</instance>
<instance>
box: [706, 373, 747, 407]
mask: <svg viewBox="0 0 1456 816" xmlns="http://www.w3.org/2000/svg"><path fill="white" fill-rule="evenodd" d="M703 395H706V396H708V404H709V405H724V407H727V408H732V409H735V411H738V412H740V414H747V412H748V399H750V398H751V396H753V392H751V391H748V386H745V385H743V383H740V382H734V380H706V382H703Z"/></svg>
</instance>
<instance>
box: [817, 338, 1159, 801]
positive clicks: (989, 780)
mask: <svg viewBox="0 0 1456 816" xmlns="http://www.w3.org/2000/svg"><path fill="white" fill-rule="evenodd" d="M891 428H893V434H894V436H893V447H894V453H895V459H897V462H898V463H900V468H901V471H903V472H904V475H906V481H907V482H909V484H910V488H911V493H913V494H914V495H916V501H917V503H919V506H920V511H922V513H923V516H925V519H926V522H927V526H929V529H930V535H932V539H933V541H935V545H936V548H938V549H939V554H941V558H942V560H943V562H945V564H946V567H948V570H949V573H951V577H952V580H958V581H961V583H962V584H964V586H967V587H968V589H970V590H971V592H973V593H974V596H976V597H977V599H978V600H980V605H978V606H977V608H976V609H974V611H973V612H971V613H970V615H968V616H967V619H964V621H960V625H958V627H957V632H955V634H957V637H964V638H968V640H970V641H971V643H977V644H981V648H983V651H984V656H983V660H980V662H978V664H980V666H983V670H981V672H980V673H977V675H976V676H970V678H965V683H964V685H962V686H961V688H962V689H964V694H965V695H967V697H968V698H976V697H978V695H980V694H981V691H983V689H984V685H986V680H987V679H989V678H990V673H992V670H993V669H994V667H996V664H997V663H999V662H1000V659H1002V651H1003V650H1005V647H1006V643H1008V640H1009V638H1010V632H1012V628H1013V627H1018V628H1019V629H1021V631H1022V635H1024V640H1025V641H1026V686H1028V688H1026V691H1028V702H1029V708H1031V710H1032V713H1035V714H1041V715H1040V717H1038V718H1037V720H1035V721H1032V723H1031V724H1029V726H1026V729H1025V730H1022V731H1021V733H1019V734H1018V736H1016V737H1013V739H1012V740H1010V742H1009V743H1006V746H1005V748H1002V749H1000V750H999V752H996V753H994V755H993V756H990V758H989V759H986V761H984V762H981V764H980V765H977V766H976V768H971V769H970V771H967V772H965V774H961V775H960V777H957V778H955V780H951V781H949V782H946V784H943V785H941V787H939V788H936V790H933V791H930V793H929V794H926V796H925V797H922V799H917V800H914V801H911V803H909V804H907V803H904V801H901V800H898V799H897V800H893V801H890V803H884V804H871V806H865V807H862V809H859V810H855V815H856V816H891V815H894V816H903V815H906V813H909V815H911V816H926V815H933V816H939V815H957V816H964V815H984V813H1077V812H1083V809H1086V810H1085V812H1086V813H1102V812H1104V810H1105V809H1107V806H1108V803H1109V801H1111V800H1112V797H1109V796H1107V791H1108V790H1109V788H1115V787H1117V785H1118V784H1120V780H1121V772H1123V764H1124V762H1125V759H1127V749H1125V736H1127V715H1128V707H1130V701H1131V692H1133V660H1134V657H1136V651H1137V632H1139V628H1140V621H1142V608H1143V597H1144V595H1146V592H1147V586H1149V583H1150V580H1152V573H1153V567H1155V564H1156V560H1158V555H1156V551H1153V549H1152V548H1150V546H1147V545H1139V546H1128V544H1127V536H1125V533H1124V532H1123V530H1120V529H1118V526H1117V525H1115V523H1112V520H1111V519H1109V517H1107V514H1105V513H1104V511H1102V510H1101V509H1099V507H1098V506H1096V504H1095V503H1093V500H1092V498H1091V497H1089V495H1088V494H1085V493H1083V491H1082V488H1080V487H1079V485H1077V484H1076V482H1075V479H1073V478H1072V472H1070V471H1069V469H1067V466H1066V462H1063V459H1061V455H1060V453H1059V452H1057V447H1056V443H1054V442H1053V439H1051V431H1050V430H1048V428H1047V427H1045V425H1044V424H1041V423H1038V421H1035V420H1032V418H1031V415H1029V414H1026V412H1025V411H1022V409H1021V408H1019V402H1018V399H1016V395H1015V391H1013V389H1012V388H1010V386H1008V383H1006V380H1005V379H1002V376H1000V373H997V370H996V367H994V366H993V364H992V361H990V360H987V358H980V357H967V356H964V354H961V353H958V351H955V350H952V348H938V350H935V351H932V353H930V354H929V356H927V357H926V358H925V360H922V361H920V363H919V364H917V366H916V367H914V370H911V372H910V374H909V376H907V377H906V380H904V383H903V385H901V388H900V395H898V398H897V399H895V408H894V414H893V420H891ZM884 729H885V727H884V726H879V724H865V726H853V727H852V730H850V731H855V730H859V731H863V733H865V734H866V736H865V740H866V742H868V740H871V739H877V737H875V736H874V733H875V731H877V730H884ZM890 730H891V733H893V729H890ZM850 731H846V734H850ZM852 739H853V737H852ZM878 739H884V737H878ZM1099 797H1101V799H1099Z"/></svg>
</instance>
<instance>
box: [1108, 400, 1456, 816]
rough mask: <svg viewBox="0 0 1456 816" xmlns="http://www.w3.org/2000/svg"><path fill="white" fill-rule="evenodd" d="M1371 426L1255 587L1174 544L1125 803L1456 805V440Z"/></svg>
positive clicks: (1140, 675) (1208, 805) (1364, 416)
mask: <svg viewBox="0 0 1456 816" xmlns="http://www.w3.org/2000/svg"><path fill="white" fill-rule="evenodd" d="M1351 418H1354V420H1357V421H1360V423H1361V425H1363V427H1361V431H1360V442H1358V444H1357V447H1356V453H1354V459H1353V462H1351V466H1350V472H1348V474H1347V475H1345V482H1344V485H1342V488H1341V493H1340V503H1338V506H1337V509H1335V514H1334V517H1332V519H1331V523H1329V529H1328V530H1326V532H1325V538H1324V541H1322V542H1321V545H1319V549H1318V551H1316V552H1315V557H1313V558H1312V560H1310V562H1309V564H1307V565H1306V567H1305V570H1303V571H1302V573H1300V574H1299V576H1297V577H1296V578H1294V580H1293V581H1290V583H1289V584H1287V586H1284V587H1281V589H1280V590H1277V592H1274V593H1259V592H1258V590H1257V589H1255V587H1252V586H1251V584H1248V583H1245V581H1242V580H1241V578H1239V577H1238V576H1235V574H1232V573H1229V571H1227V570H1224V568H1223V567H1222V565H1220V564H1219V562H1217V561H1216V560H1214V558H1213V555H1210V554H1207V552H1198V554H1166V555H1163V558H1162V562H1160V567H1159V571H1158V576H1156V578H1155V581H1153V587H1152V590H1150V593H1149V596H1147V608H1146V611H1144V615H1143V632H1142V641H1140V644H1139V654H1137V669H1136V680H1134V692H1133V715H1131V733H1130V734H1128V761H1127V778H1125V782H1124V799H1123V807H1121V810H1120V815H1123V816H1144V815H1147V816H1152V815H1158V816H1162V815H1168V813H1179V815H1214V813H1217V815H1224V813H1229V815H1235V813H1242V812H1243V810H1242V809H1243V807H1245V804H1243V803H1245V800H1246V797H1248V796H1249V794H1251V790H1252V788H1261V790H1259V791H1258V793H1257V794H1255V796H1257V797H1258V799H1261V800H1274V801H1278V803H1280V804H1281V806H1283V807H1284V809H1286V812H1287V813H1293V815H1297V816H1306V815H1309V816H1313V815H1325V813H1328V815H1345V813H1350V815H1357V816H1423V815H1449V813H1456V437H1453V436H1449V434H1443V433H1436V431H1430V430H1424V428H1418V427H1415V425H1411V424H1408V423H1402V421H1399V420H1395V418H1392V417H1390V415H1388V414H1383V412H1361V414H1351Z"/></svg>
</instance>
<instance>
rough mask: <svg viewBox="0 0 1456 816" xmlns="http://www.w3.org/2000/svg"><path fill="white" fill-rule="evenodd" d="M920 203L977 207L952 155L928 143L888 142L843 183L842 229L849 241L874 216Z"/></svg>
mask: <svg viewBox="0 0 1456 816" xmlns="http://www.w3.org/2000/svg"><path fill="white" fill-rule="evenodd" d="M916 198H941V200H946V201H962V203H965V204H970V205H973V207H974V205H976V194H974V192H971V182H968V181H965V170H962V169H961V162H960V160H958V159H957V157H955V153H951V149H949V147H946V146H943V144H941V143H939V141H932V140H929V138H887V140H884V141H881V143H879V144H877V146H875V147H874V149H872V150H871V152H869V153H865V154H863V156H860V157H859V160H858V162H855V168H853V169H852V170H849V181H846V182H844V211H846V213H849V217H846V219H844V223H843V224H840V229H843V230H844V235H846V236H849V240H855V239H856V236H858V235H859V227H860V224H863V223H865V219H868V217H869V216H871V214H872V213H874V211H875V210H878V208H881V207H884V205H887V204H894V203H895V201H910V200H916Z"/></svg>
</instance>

===============

#### PROBLEM DETAILS:
I'd like an exact copy of the lines above, from the very first one through the line that contains "box: [817, 338, 1159, 801]", with nothing else added.

#### SOLVED PROBLEM:
</instance>
<instance>
box: [706, 373, 747, 407]
mask: <svg viewBox="0 0 1456 816" xmlns="http://www.w3.org/2000/svg"><path fill="white" fill-rule="evenodd" d="M703 395H706V396H708V404H709V405H724V407H727V408H732V409H735V411H738V412H740V414H747V412H748V399H750V398H751V396H753V392H751V391H748V386H745V385H743V383H740V382H734V380H706V382H703Z"/></svg>
</instance>
<instance>
box: [817, 338, 1159, 801]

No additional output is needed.